Task prompt :: Below are records; reproduce exactly the lines from the one containing "Please place a point on the arena" through the end, both included, and only those.

Data supplied ::

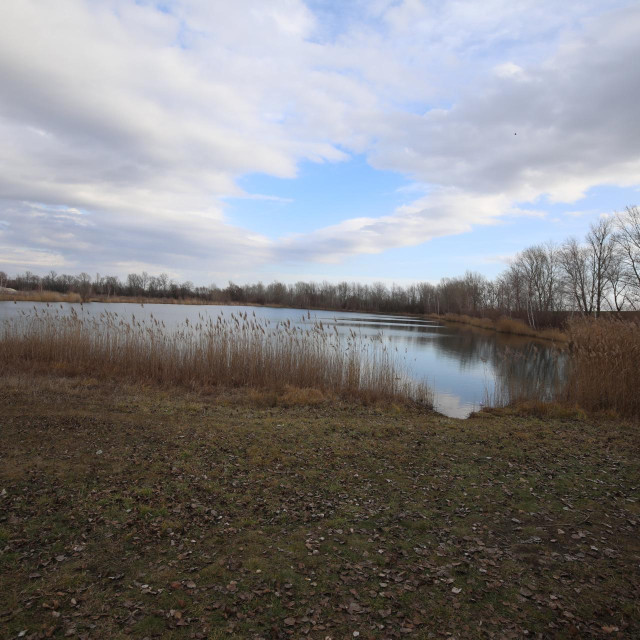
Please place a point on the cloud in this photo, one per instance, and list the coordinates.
(143, 119)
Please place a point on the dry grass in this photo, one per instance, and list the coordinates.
(40, 296)
(505, 324)
(240, 351)
(605, 365)
(132, 513)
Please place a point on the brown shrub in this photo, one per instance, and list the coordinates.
(604, 372)
(235, 351)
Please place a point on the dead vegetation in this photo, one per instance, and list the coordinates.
(505, 324)
(605, 365)
(133, 512)
(239, 350)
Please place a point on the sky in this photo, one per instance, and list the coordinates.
(366, 140)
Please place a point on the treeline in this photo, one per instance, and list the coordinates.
(541, 286)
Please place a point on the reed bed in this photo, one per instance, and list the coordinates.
(605, 365)
(504, 324)
(239, 350)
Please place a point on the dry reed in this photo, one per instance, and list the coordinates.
(239, 350)
(605, 365)
(504, 324)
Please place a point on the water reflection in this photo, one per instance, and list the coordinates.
(464, 366)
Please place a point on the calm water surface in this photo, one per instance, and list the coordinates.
(462, 365)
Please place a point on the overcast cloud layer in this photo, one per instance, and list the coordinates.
(123, 126)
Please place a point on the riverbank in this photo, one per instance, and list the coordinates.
(503, 325)
(132, 511)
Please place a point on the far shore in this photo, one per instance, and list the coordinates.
(503, 324)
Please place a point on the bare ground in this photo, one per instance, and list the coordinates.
(130, 512)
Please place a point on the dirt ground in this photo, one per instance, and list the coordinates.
(129, 512)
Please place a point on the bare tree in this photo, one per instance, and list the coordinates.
(601, 246)
(578, 280)
(627, 240)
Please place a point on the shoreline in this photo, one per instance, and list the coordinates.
(153, 512)
(504, 325)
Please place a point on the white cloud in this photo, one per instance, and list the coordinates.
(143, 119)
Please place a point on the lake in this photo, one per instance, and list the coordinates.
(464, 366)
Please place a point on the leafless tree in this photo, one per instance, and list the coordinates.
(627, 241)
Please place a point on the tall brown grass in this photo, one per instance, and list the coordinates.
(40, 296)
(235, 351)
(604, 372)
(505, 324)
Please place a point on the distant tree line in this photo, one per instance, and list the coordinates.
(541, 285)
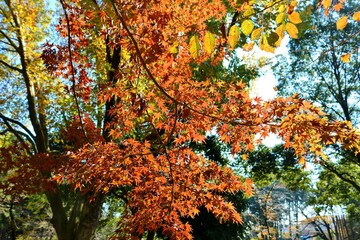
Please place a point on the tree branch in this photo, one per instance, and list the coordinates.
(18, 136)
(342, 176)
(19, 124)
(11, 67)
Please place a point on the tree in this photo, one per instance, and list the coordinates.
(320, 69)
(128, 105)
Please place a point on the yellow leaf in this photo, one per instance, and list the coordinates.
(356, 16)
(280, 31)
(174, 47)
(209, 42)
(326, 3)
(345, 58)
(341, 23)
(280, 18)
(248, 12)
(194, 46)
(337, 7)
(256, 34)
(294, 3)
(234, 34)
(295, 18)
(292, 30)
(264, 45)
(247, 26)
(248, 46)
(282, 8)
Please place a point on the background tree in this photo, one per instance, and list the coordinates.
(113, 105)
(318, 68)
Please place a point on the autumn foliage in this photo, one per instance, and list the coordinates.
(136, 60)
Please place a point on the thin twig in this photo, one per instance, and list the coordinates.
(72, 67)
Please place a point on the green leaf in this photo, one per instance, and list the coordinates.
(209, 42)
(247, 26)
(234, 34)
(194, 46)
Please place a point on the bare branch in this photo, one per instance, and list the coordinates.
(9, 66)
(18, 136)
(11, 43)
(19, 124)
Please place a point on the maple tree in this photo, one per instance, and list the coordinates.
(123, 73)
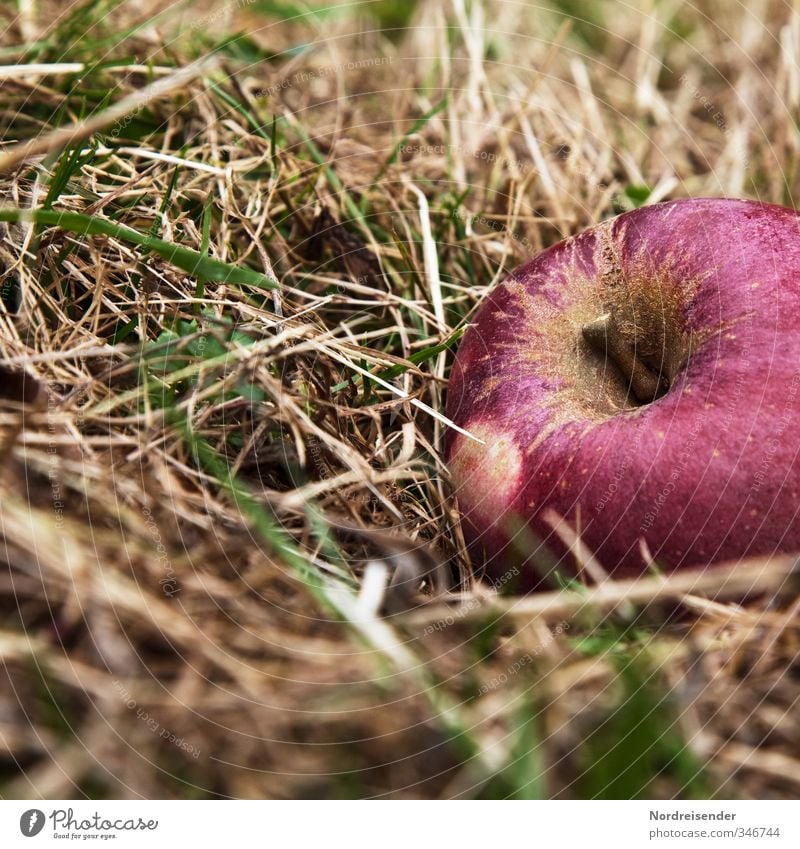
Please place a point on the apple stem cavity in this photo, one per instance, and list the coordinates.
(603, 336)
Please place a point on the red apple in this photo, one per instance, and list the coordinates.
(640, 380)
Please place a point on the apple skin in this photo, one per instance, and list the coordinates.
(706, 294)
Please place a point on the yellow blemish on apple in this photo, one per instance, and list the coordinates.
(486, 476)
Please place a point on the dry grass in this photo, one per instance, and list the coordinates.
(208, 506)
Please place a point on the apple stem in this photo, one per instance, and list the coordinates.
(603, 335)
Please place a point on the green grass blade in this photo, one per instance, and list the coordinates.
(193, 262)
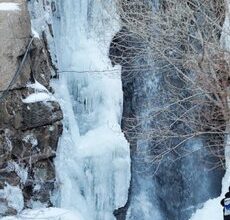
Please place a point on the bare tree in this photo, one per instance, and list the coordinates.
(181, 38)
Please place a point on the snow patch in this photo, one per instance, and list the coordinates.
(41, 94)
(35, 33)
(9, 6)
(13, 195)
(45, 214)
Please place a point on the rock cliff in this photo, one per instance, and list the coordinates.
(30, 123)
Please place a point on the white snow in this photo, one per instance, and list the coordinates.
(9, 6)
(21, 171)
(41, 94)
(35, 33)
(14, 197)
(39, 97)
(46, 214)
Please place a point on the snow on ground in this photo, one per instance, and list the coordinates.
(41, 94)
(46, 214)
(9, 6)
(13, 196)
(35, 33)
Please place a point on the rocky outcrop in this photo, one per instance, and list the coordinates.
(29, 130)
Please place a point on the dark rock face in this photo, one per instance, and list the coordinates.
(29, 132)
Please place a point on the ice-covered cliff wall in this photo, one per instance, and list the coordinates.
(93, 162)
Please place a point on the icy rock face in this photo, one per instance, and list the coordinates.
(29, 131)
(93, 162)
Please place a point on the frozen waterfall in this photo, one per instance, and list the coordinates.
(93, 160)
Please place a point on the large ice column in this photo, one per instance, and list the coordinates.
(93, 162)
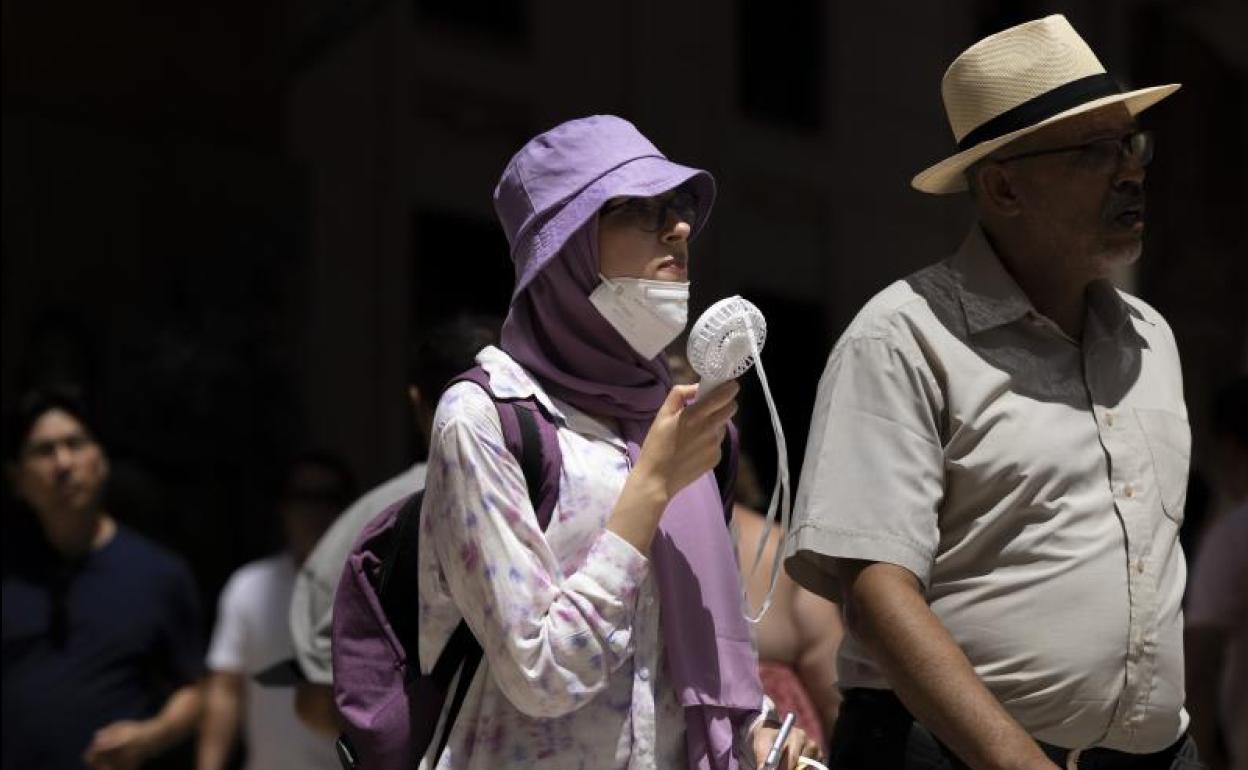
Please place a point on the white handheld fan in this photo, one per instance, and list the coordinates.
(725, 343)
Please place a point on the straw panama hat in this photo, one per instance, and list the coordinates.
(1016, 81)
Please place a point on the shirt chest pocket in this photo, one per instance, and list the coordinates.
(1170, 446)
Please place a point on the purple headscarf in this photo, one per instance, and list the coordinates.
(560, 338)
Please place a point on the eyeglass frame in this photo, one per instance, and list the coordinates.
(1125, 145)
(683, 202)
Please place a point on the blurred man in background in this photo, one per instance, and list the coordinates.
(101, 627)
(1217, 613)
(446, 351)
(252, 633)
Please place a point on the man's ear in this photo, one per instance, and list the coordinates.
(995, 190)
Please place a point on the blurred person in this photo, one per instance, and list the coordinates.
(101, 627)
(995, 476)
(446, 351)
(1217, 613)
(799, 635)
(614, 638)
(252, 633)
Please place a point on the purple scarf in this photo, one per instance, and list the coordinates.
(557, 335)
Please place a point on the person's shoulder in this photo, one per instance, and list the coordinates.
(142, 553)
(895, 310)
(464, 402)
(1142, 311)
(261, 572)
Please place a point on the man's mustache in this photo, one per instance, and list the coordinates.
(1123, 200)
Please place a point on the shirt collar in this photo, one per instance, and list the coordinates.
(509, 380)
(990, 296)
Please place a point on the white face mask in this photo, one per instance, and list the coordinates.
(649, 315)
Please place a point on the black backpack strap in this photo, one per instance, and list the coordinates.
(725, 472)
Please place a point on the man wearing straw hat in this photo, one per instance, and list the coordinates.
(997, 462)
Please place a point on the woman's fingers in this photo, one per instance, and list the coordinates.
(677, 398)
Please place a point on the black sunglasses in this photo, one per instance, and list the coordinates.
(653, 214)
(1101, 152)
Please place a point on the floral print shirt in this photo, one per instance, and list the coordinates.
(573, 674)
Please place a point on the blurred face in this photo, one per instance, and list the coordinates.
(647, 237)
(60, 473)
(1078, 189)
(308, 507)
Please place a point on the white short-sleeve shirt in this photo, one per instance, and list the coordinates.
(1033, 483)
(251, 635)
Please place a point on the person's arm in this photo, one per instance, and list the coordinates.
(682, 446)
(818, 623)
(127, 744)
(222, 710)
(885, 608)
(313, 704)
(552, 639)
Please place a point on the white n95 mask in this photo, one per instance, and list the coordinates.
(649, 315)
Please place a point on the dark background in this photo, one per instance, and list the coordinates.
(231, 219)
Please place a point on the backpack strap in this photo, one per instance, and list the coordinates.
(725, 472)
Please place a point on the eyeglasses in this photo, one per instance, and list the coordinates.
(1102, 152)
(652, 215)
(45, 451)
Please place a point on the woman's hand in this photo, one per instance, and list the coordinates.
(796, 745)
(683, 443)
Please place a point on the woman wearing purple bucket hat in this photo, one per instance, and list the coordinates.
(615, 637)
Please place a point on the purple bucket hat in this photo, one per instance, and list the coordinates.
(559, 179)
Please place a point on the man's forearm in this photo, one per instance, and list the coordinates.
(930, 673)
(179, 716)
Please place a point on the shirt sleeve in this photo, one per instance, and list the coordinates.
(226, 650)
(181, 628)
(550, 640)
(872, 479)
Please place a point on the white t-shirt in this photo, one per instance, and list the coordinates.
(252, 634)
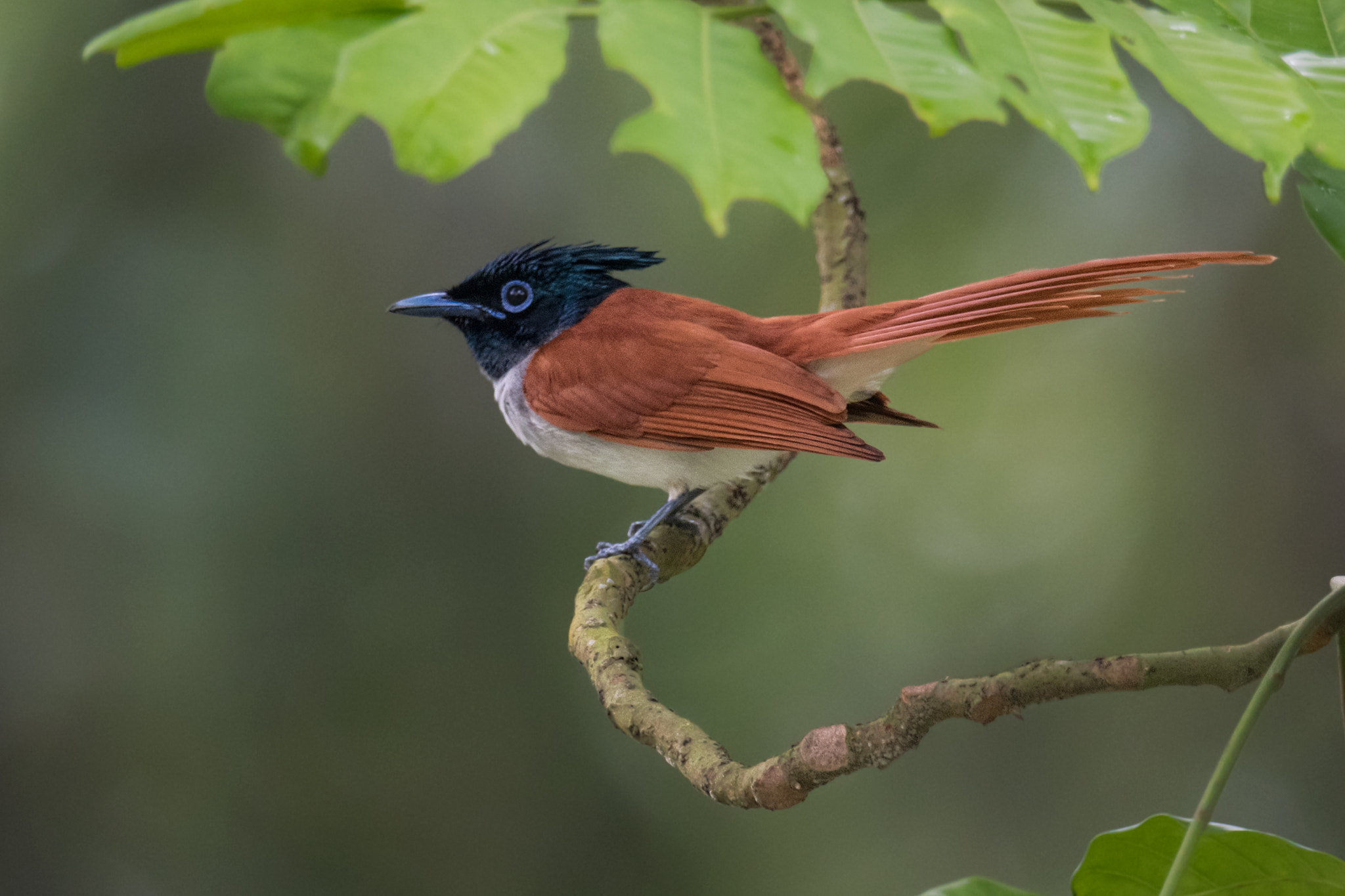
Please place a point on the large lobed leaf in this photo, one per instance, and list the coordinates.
(1321, 83)
(1224, 78)
(1323, 192)
(720, 113)
(1059, 73)
(1227, 861)
(868, 39)
(1317, 26)
(202, 24)
(282, 78)
(451, 81)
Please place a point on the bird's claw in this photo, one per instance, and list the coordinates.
(631, 547)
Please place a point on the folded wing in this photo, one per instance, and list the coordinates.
(682, 386)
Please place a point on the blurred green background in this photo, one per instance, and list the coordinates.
(283, 603)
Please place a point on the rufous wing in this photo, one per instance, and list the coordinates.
(682, 386)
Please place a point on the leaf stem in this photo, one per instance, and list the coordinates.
(1270, 684)
(1340, 652)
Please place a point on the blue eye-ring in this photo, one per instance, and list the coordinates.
(516, 296)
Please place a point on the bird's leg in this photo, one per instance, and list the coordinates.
(636, 535)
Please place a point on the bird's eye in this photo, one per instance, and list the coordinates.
(516, 296)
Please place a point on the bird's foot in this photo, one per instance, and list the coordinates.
(634, 544)
(632, 547)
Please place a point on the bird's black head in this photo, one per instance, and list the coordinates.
(526, 297)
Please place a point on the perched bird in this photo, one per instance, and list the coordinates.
(680, 394)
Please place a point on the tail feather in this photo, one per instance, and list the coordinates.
(1028, 299)
(876, 410)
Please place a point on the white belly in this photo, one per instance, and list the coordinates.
(673, 472)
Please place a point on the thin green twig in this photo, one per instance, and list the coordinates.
(1270, 684)
(591, 11)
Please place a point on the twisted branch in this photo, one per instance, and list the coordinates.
(825, 754)
(838, 221)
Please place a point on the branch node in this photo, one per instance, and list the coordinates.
(825, 748)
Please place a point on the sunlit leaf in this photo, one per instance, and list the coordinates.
(1324, 199)
(282, 78)
(204, 24)
(975, 887)
(1246, 100)
(451, 81)
(1059, 73)
(1323, 86)
(1228, 861)
(1301, 24)
(871, 41)
(721, 116)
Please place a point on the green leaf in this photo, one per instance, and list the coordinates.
(1324, 199)
(1134, 861)
(202, 24)
(1321, 82)
(975, 887)
(454, 79)
(1301, 24)
(1246, 100)
(282, 78)
(1059, 73)
(866, 39)
(721, 116)
(1231, 14)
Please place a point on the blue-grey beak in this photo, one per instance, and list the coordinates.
(440, 305)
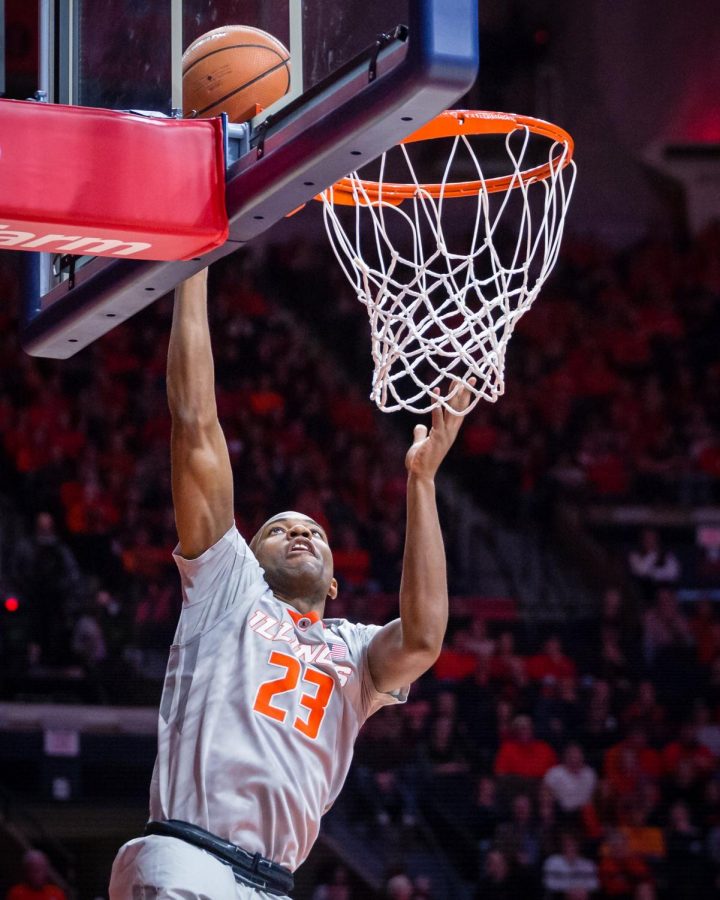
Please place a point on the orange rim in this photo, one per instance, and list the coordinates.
(457, 123)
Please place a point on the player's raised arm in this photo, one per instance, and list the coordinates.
(201, 474)
(407, 647)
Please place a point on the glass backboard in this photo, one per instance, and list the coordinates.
(351, 97)
(129, 55)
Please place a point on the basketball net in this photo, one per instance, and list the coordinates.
(440, 317)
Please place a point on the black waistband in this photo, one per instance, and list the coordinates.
(249, 868)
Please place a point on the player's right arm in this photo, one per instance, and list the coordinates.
(202, 486)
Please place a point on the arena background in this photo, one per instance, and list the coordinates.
(581, 513)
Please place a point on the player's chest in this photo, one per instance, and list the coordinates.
(301, 673)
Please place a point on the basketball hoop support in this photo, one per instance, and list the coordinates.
(309, 145)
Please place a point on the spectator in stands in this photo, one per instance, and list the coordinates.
(47, 574)
(705, 629)
(612, 662)
(335, 885)
(567, 875)
(644, 838)
(389, 801)
(666, 633)
(482, 817)
(572, 782)
(444, 752)
(557, 713)
(630, 762)
(523, 755)
(646, 712)
(498, 881)
(477, 639)
(600, 726)
(399, 887)
(518, 838)
(551, 663)
(624, 875)
(687, 871)
(507, 668)
(687, 749)
(652, 565)
(707, 728)
(457, 662)
(36, 883)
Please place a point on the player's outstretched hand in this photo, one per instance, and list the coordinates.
(429, 450)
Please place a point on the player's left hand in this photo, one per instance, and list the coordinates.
(429, 450)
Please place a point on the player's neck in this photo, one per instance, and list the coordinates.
(303, 605)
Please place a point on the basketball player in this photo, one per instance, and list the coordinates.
(263, 698)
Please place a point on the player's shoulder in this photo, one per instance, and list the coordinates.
(354, 633)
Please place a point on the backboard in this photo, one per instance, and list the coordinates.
(351, 95)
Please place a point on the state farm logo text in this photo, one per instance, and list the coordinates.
(69, 243)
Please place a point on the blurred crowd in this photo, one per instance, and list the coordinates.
(574, 764)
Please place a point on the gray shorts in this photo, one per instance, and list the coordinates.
(164, 868)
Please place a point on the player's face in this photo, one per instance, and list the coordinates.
(295, 554)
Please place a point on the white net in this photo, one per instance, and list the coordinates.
(441, 316)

Solution to the problem ::
Please place a point on the arena background in this photo, one per instance, and list the coordinates.
(581, 513)
Please place a point on the player's chest in this photo, one per instance, and list the coordinates.
(301, 673)
Please place a point on the basketball hoop support in this photo, one per instance, and list the coordinates.
(309, 145)
Please place a point on the spectator in stands in this photo, one per instance, and list the coordinates.
(47, 574)
(705, 629)
(612, 662)
(335, 885)
(567, 875)
(644, 838)
(389, 801)
(666, 633)
(482, 817)
(572, 782)
(444, 752)
(557, 713)
(630, 762)
(523, 755)
(646, 712)
(498, 881)
(477, 639)
(600, 726)
(399, 887)
(518, 838)
(551, 663)
(624, 875)
(687, 871)
(507, 668)
(687, 749)
(652, 565)
(707, 728)
(457, 662)
(36, 883)
Please place a point on the player's outstretched hand in this photo, one per instance, and list the coordinates.
(429, 450)
Please place a point on the player's left hand in this photo, one per instance, and list the coordinates.
(429, 450)
Please place a point on the player's neck in this photo, one per instance, and list the coordinates.
(303, 605)
Please place a point on the basketball player in this photo, one per instance, and list the coordinates.
(263, 698)
Please place a point on the player's shoulder in this photo, one per instance, and list the coordinates.
(354, 633)
Please place a point on the backboard in this photo, one per instance, and list the coordinates.
(351, 95)
Please place a point on the state farm logo text in this photo, one per instance, and list the coordinates.
(69, 243)
Please place a point on the blurred crowd in this photo, one per instance, and list the coordinates.
(574, 764)
Please place a point on the gray shorts in this photo, one per instance, and list the coordinates.
(164, 868)
Please place a point on the player's face in this photo, one per instance, and list the coordinates.
(295, 554)
Please place a point on the white net in this photo, one per instance, and list the coordinates.
(441, 316)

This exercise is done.